▶ Prompt
Pick up the probability and Bayes' theorem write-up after its final sentence and keep it going.

Mack's Stats

A. Based on Table 1 What is the probability of:

	B	B1
A	10	20
A1	20	40

A1. Event A:

P(A) = 30/90 = 0.33~
A2. Event B:

P(B) = 30/90 = 0.33~

A3. Event A or B (Not Mutually Exclusive):

(A U B) = P(A) + P(B) – P(A and B)

0.33 + 0.33 – (0.33*0.33) = 0.55

A4. P(A or B) = P(A) + P(B) (Mutually Exclusive):

P(A) + P(B) = 0.33 + 0.33 = 0.66

B. Applying Bayes’ Theorem 
Jane is getting married tomorrow, at an outdoor ceremony in the desert. In recent years, it has rained only 5 days each year. Unfortunately, the weatherman has predicted rain for tomorrow. When it actually rains, the weatherman correctly forecasts rain 90% of the time. When it doesn’t rain, he incorrectly forecasts rain 10% of the time.

What is the probability that it will rain on the day of Jane’s wedding? 

Solution: The sample space is defined by two mutually-exclusive events – it rains or it does not rain. Additionally, a third event occurs when the weatherman predicts rain. Notation for these events appears below.

Event A1. It rains on Jane’s wedding.
Event A2. It does not rain on Marie’s wedding.
Event B. The weatherman predicts rain.

In terms of probabilities, we know the following:
P( A1 ) = 5/365 =0.0136985 [It rains 5 days out of the year.]
P( A2 ) = 360/365 = 0.9863014 [It does not rain 360 days out of the year.]
P( B | A1 ) = 0.9 [When it rains, the weatherman predicts rain 90% of the time.]
P( B | A2 ) = 0.1 [When it does not rain, the weatherman predicts rain 10% of the time.]
We want to know P( A1 | B ), the probability it will rain on the day of Marie’s wedding, given a forecast for rain by the weatherman. The answer can be determined from Bayes’ theorem, as shown below.

P( A1 | B ) = P( A1 ) P( B | A1 )
P( A1 ) P( B | A1 ) + P( A2 ) P( B | A2 )
P( A1 | B ) = (0.014)(0.9) / [ (0.014)(0.9) + (0.986)(0.1) ]
P( A1 | B ) = 0.111
Note the somewhat unintuitive result. Even when the weatherman predicts rain, it only rains only about 11% of the time. Despite the weatherman’s gloomy prediction, there is a good chance that Marie will not get rained on at her wedding.
B1. Is this answer True or False.

This answer is true.
B2. Please explain why?

This answer can be proven with Baye’s Theorem

The scenario provided the values of A and P(B|A), so we were able to find P(A|B). Baye’s theory observes the relationship of conditional probabilities that are the reverse of each other. This is why it was easily applied to this situation.

▶ Records supplied
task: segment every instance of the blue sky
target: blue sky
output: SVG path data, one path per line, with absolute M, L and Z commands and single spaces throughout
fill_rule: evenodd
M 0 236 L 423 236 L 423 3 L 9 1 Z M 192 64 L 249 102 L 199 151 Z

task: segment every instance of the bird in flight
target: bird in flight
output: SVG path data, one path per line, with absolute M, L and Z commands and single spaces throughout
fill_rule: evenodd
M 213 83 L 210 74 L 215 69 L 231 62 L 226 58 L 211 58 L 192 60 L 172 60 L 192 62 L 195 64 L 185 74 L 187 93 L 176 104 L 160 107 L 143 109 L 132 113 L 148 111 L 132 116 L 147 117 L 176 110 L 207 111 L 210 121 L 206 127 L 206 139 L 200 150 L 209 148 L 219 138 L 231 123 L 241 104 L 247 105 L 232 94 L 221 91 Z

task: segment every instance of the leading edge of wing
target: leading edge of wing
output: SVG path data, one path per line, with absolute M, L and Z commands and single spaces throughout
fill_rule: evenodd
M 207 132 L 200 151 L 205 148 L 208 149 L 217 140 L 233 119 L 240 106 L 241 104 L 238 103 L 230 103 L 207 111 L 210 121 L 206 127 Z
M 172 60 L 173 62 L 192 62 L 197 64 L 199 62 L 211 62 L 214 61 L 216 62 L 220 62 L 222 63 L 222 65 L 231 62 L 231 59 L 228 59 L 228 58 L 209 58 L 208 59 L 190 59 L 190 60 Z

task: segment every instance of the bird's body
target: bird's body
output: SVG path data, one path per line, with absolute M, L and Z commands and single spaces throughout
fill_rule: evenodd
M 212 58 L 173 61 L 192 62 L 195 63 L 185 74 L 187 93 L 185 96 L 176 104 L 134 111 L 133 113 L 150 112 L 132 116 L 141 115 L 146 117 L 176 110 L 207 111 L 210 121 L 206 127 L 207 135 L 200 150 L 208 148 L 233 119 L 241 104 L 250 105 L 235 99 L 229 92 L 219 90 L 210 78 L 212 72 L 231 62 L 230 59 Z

▶ Written reply
C. Last assignment from our textbook, pp. 55 Exercise # 2.3.
For a disease known to have a postoperative complication frequency of 20%, a surgeon suggests a new procedure. She/he tests it on 10 patients and found there are not complications. What is the probability of operating on 10 patients successfully with the tradtional method?
A hint, use dbinom function – it is part of R functions that count Density, distribution function, quantile function, and random generation for the binomial distribution with parameters size and prob.

You will answer this question with
dbinom(XXX, size=XXX, prob=XXX)

I wanted to inspect this function more so I looked into its documentation.

Description
Density, distribution function, quantile function and random generation for the binomial distribution with parameters size and prob.

This is conventionally interpreted as the number of ‘successes’ in size trials.

Usage
dbinom(x, size, prob, log = FALSE)
pbinom(q, size, prob, lower.tail = TRUE, log.p = FALSE)
qbinom(p, size, prob, lower.tail = TRUE, log.p = FALSE)
rbinom(n, size, prob)
Arguments
x, q
vector of quantiles.

p
vector of probabilities.

n
number of observations. If length(n) > 1, the length is taken to be the number required.

size
number of trials (zero or more).

prob
probability of success on each trial.

log, log.p
logical; if TRUE, probabilities p are given as log(p).

lower.tail
logical; if TRUE (default), probabilities are P[X \le x]P[X≤x], otherwise, P[X > x]P[X>x].

With this in mind, I was able to execute the following code to solve the problem:

dbinom(0, size = 10, prob = 2/10)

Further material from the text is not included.